Salin lagi data di bawah, dari baris yang memuat "Can you find the distant" sampai dan termasuk baris yang memuat "<point>422,169</point>". Ganti "bicycle" dengan "bike", dan biarkan bagian lain tetap sama.

* * *

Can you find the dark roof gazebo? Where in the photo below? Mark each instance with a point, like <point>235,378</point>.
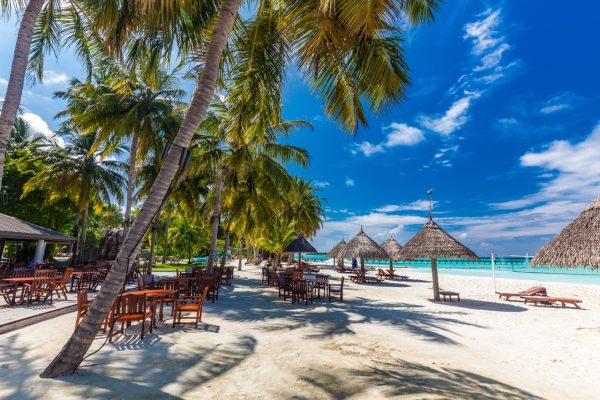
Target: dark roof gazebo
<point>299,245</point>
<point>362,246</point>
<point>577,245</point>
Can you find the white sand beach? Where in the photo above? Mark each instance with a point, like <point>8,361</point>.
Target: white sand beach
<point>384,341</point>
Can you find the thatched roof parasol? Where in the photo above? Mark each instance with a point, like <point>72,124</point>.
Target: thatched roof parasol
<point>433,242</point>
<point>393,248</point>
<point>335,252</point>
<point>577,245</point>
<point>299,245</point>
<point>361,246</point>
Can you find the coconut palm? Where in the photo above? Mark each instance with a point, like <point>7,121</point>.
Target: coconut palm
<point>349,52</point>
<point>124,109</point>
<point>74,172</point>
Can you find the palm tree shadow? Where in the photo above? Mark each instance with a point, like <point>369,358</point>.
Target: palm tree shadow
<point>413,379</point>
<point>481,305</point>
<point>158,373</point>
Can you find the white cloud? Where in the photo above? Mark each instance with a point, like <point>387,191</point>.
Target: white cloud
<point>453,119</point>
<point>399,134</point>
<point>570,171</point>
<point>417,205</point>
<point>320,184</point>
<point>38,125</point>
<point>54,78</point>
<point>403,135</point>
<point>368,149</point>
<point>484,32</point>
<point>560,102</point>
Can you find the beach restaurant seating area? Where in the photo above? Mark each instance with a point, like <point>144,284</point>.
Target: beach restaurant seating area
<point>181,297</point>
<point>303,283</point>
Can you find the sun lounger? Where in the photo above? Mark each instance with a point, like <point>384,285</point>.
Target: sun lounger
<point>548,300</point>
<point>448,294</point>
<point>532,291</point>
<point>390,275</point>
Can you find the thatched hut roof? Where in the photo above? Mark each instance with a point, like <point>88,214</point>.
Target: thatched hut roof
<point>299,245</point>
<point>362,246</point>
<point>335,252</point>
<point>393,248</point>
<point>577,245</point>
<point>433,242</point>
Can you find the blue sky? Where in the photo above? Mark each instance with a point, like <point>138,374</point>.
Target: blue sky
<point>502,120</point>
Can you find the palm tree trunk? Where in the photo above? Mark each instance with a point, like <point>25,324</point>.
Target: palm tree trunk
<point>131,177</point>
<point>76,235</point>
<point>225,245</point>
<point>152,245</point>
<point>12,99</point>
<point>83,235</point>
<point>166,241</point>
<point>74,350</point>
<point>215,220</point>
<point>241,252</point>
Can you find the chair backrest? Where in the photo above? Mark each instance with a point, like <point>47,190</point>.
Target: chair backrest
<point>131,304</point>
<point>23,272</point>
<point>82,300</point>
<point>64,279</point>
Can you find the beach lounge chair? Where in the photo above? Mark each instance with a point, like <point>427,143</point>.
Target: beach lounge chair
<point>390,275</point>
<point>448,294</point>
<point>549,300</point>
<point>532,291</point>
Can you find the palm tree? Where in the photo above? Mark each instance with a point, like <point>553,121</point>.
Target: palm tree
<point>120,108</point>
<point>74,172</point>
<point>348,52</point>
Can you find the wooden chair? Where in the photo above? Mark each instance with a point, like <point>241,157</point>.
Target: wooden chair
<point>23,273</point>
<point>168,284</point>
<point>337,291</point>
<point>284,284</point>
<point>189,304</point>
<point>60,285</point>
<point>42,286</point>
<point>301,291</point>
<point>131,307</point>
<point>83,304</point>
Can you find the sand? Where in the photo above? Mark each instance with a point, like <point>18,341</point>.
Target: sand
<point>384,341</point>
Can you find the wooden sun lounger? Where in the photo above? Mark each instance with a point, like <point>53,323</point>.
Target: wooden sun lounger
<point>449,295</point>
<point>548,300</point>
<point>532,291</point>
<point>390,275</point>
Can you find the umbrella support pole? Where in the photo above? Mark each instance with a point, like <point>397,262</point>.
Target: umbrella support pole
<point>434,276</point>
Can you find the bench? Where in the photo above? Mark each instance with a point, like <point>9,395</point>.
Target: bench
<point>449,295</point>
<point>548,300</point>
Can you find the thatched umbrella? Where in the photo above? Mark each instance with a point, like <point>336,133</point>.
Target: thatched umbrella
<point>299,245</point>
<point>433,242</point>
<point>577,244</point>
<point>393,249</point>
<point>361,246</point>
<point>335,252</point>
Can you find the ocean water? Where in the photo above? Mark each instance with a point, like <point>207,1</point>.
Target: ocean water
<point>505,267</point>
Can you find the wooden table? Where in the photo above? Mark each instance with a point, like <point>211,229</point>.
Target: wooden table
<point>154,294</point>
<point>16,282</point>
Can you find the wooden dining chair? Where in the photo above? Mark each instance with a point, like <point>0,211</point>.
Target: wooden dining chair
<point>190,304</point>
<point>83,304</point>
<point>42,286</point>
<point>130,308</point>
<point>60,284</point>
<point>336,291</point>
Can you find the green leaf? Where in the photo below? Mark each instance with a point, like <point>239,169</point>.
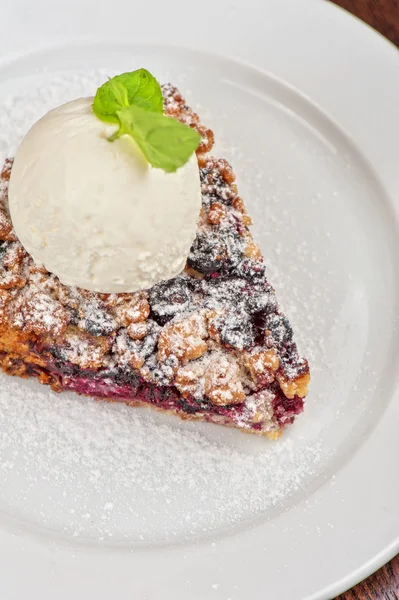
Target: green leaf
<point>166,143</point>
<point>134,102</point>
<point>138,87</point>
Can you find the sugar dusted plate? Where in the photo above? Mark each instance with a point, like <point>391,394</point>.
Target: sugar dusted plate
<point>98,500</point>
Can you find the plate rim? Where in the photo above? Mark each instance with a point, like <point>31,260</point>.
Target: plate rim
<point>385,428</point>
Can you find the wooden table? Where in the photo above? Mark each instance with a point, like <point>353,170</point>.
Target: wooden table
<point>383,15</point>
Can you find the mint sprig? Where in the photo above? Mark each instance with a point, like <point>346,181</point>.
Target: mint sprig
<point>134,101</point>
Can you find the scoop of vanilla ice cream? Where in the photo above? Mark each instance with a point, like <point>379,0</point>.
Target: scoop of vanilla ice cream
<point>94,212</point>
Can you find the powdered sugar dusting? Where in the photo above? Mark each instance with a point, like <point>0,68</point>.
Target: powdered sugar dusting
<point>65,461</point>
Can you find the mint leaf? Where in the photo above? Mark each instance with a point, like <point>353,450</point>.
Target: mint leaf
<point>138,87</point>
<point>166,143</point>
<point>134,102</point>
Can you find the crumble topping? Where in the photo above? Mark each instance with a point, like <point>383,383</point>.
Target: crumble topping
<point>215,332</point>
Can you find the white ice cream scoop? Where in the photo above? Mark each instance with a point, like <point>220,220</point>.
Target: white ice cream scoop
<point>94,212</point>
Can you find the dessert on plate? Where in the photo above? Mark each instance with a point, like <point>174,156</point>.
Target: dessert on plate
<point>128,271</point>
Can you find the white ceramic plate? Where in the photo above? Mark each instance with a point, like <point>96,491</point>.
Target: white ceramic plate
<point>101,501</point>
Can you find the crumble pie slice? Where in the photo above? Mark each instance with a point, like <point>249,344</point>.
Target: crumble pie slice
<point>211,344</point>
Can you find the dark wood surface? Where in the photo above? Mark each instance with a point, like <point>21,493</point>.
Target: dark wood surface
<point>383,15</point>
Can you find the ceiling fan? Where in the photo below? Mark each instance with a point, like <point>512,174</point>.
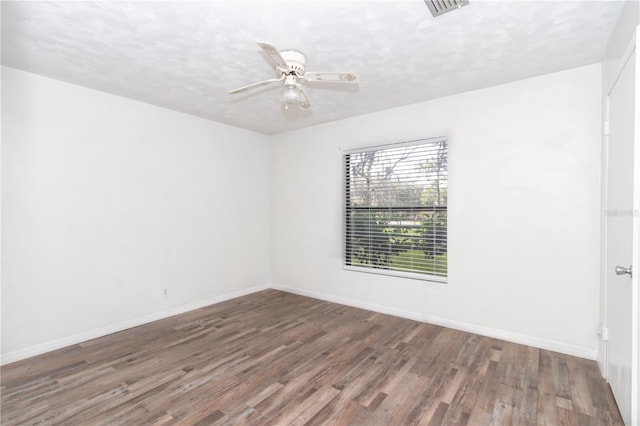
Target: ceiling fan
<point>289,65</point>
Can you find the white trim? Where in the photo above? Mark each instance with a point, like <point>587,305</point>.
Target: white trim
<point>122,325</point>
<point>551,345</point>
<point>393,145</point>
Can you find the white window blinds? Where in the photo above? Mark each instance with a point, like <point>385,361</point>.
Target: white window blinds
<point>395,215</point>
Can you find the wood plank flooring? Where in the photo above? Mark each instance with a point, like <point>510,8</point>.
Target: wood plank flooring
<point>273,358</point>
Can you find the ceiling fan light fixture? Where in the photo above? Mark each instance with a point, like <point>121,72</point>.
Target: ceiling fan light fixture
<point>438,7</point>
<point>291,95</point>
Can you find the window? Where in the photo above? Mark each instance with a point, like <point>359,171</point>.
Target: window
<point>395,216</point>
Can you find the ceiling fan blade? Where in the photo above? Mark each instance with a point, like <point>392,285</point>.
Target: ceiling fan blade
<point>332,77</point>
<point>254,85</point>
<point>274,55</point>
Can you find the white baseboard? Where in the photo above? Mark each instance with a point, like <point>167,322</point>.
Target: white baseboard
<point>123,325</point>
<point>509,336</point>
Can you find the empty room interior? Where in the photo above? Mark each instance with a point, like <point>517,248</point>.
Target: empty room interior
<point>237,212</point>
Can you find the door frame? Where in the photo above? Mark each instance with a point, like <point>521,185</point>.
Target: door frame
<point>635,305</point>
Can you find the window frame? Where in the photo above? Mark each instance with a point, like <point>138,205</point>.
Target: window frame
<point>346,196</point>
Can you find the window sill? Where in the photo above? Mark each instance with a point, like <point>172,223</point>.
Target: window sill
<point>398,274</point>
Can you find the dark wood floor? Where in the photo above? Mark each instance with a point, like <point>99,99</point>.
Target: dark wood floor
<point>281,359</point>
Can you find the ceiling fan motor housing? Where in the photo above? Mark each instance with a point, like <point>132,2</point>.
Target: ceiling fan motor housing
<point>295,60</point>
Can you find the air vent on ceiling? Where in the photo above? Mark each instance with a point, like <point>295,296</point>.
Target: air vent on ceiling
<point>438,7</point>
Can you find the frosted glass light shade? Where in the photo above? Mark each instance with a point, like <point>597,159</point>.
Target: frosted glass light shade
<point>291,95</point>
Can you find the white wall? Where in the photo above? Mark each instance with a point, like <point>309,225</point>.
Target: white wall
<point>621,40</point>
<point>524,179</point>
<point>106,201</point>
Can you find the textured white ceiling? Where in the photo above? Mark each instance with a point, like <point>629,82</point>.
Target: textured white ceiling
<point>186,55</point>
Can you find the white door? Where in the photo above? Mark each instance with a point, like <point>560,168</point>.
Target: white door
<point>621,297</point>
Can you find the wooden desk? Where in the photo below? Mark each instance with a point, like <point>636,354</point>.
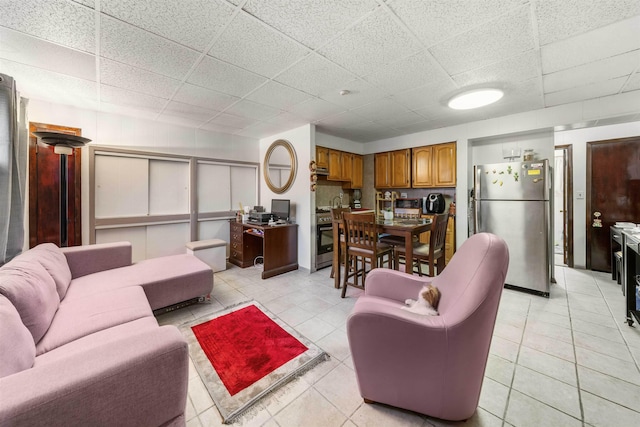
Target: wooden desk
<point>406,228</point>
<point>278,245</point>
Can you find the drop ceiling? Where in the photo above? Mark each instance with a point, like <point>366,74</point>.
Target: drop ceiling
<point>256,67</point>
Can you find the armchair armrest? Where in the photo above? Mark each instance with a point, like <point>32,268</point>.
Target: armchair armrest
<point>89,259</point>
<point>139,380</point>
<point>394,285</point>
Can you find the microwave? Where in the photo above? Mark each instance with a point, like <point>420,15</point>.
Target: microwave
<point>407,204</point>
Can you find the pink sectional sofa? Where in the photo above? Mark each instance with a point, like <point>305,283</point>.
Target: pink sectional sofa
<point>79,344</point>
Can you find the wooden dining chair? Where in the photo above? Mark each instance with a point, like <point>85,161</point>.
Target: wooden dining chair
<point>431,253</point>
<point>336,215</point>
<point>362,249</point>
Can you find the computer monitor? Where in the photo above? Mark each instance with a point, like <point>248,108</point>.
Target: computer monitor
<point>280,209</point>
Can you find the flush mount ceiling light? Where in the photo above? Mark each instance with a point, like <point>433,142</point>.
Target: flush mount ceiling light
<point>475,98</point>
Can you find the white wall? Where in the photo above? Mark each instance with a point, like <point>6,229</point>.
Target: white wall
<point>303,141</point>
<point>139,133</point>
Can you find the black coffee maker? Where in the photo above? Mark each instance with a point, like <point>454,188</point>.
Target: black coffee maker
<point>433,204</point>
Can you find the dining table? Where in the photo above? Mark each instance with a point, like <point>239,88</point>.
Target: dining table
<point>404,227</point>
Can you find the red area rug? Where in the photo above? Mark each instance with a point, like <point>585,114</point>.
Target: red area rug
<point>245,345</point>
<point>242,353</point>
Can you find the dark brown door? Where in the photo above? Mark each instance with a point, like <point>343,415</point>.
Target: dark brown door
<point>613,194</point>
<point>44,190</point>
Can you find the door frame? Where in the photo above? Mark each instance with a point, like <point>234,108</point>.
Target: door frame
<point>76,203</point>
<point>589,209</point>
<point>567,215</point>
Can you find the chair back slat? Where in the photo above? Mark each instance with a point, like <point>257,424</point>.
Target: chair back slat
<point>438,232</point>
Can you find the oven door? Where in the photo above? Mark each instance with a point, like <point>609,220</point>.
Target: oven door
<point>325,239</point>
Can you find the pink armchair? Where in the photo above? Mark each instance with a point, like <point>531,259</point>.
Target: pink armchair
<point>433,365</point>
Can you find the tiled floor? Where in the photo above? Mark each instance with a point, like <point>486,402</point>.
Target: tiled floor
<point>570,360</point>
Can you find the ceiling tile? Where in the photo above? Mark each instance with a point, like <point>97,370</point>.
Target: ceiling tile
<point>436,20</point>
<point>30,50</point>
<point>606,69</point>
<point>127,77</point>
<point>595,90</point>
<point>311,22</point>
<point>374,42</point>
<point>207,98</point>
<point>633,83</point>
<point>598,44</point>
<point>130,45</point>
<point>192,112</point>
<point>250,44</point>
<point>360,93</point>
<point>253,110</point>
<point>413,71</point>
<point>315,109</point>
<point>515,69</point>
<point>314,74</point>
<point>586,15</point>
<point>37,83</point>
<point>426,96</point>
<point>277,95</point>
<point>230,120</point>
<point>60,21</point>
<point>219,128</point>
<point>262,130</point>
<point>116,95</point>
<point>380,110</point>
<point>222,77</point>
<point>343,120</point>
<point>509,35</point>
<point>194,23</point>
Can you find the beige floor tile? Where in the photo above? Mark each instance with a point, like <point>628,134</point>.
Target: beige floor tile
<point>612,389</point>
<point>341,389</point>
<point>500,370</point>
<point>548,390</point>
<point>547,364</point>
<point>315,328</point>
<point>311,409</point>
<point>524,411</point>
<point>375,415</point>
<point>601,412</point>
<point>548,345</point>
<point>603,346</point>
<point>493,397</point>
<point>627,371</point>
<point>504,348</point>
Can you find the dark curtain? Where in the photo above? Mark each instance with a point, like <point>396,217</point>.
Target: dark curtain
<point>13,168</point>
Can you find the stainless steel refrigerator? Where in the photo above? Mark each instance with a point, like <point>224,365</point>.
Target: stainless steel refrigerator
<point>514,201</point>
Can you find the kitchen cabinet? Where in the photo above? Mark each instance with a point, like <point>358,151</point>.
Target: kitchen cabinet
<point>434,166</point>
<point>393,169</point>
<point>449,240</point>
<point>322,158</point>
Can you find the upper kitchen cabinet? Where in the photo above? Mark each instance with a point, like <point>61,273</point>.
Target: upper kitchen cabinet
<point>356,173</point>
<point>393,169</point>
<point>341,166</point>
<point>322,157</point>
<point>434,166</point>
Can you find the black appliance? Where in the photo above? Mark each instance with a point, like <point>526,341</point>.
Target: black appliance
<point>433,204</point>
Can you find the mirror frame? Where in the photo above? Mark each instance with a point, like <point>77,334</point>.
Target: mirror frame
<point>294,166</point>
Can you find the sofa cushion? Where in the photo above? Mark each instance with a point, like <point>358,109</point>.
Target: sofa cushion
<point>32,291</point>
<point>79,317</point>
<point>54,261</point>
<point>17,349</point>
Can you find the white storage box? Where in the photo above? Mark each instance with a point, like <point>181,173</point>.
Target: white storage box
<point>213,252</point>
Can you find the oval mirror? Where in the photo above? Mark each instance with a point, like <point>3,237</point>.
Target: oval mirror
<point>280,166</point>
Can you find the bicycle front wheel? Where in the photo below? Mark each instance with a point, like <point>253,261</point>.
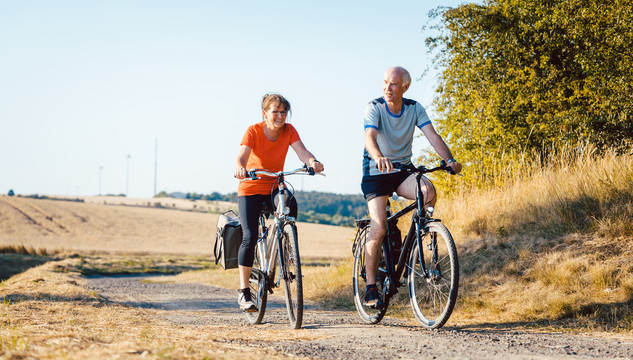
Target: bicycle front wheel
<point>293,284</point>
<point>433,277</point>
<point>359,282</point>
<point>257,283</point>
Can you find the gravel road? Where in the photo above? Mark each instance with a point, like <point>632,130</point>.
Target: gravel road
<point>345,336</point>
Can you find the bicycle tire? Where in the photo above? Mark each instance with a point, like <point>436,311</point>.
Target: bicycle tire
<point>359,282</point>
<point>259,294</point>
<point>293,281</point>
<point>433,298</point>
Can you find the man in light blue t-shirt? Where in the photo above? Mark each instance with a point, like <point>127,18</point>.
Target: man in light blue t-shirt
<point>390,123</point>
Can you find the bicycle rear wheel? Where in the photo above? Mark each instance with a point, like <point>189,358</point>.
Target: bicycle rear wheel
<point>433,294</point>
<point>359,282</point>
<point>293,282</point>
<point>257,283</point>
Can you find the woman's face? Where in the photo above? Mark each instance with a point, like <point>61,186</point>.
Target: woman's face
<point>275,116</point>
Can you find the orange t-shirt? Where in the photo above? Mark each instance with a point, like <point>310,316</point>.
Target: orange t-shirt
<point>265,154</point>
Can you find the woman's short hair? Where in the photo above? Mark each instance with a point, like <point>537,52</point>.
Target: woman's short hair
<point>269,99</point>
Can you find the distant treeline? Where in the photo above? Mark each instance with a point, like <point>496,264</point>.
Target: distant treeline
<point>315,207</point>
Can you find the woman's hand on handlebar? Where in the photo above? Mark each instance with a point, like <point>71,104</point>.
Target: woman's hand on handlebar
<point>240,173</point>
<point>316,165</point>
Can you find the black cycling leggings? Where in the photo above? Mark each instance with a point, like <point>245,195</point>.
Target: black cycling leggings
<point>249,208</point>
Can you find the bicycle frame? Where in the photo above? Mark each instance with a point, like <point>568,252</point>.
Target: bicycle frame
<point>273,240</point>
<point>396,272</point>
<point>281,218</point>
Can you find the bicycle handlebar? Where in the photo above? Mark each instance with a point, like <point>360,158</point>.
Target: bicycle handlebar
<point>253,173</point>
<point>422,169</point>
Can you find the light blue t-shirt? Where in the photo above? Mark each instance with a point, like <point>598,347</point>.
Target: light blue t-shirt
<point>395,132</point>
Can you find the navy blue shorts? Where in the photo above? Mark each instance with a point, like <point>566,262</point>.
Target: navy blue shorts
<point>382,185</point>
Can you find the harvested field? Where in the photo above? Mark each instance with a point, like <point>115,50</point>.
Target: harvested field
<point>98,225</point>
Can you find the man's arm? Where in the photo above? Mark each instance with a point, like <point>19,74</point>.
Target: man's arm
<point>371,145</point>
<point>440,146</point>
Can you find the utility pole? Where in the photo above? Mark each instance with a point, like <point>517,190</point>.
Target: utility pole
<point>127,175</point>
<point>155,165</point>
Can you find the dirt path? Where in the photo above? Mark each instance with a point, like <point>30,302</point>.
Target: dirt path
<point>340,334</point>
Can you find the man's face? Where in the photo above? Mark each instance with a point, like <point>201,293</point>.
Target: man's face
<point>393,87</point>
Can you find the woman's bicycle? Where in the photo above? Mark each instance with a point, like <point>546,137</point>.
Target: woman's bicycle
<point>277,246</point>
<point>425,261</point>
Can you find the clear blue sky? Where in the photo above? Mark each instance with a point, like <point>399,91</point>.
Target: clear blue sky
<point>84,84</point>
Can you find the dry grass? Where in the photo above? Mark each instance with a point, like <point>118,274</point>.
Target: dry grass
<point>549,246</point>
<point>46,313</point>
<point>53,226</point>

* * *

Jawaban Lengkap —
Can you find the distant treeline? Where in the photo above? Mark each instance with a point, like <point>496,264</point>.
Target: distant treeline
<point>315,207</point>
Can you find the woman's hand on handlebar? Where in the photo above? Mark each instance with a point, like <point>71,104</point>.
Target: woman's hand on handlebar
<point>240,173</point>
<point>316,165</point>
Can you find the black cycling leggings? Where in the photo above? Mark each instance with a point, like <point>245,195</point>.
Target: black cycling leggings
<point>249,208</point>
Can you find the bike frame? Where in the photo above? Mark each instance with a point, like <point>568,252</point>.
Target: bike frame
<point>273,240</point>
<point>396,272</point>
<point>281,218</point>
Can you find the bike handlebar? Where in the photo above? Mark each instance with a point, like <point>360,158</point>.
Target: bike handlebar
<point>253,173</point>
<point>422,169</point>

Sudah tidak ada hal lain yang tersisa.